◆ Exercise requirements ◆
Arrange the lines of the records below as a numbered list, skipping any blank lines. Leave the pictures out of your answer.

─── Record excerpts ───

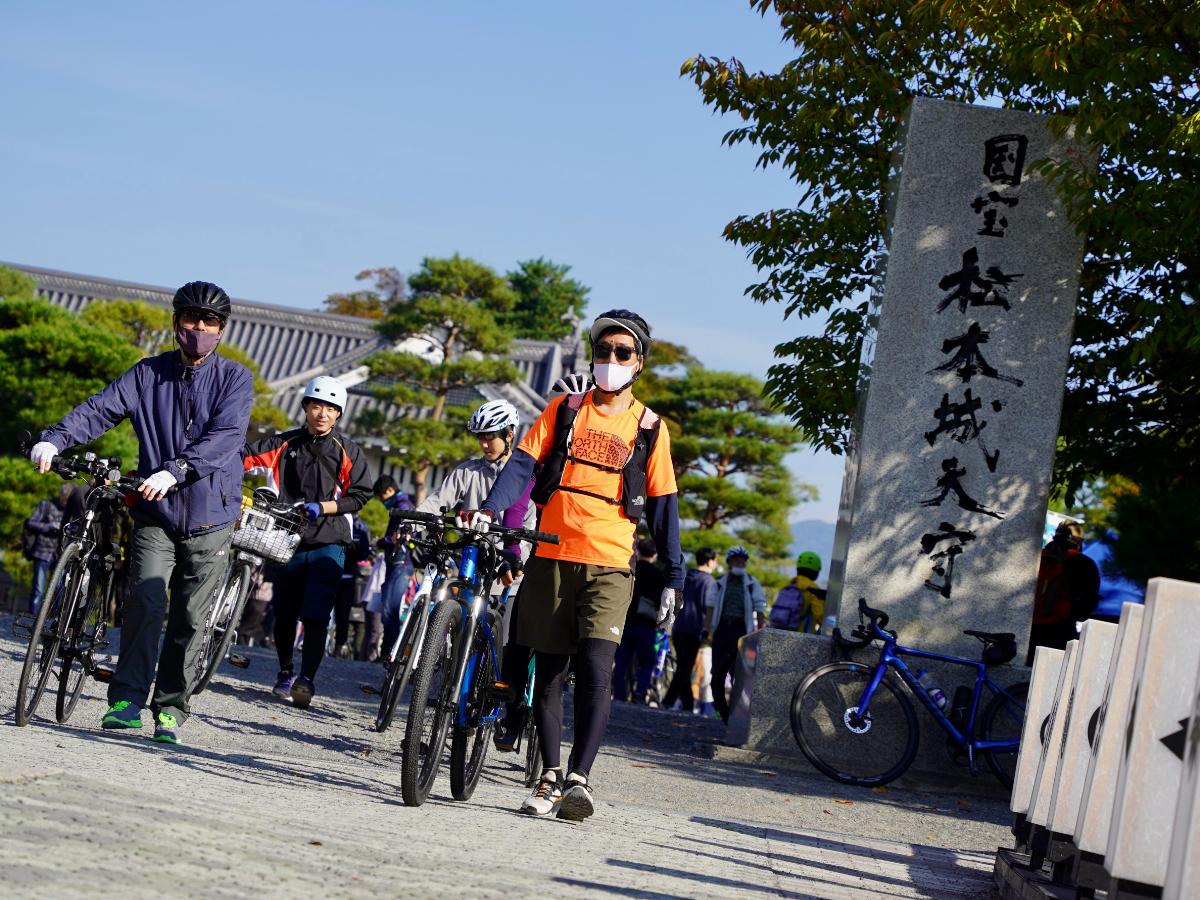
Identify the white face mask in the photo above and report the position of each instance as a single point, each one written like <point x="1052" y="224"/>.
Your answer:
<point x="612" y="377"/>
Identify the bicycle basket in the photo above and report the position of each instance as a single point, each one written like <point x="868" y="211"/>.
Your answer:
<point x="269" y="534"/>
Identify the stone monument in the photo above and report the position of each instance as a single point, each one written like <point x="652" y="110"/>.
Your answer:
<point x="961" y="381"/>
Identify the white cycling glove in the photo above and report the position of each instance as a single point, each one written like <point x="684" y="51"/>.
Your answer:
<point x="478" y="521"/>
<point x="571" y="384"/>
<point x="155" y="487"/>
<point x="42" y="454"/>
<point x="667" y="609"/>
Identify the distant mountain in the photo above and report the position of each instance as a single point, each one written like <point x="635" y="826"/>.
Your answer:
<point x="816" y="535"/>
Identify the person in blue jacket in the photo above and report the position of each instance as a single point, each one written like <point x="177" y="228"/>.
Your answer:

───

◆ Correct output ◆
1. Identify the white face mask in the photo above and report the position of each instance as a single point, each one written like <point x="1052" y="224"/>.
2. Your answer:
3. <point x="612" y="377"/>
4. Identify the bicycle basket in the photo above and report the position of each instance as a single point, each one written like <point x="868" y="211"/>.
5. Your answer:
6. <point x="269" y="534"/>
7. Identify the stone monument in the photo above and report the position of each instance as a single point, each one written like <point x="652" y="110"/>.
8. Your answer:
9. <point x="961" y="381"/>
10. Identify the white cycling glove in the photo above and report the position of each instance as a single point, each one written like <point x="684" y="51"/>.
11. Your answer:
12. <point x="478" y="521"/>
13. <point x="571" y="384"/>
14. <point x="155" y="487"/>
15. <point x="42" y="454"/>
16. <point x="667" y="609"/>
17. Identify the distant mountain in the photo above and report the position of each instance as a single point, each one written like <point x="635" y="826"/>.
18. Your answer:
19. <point x="816" y="535"/>
20. Identify the person in blue jacket in the photo above and report the position of each instance as a single point, each one written like <point x="177" y="228"/>.
21. Your answer:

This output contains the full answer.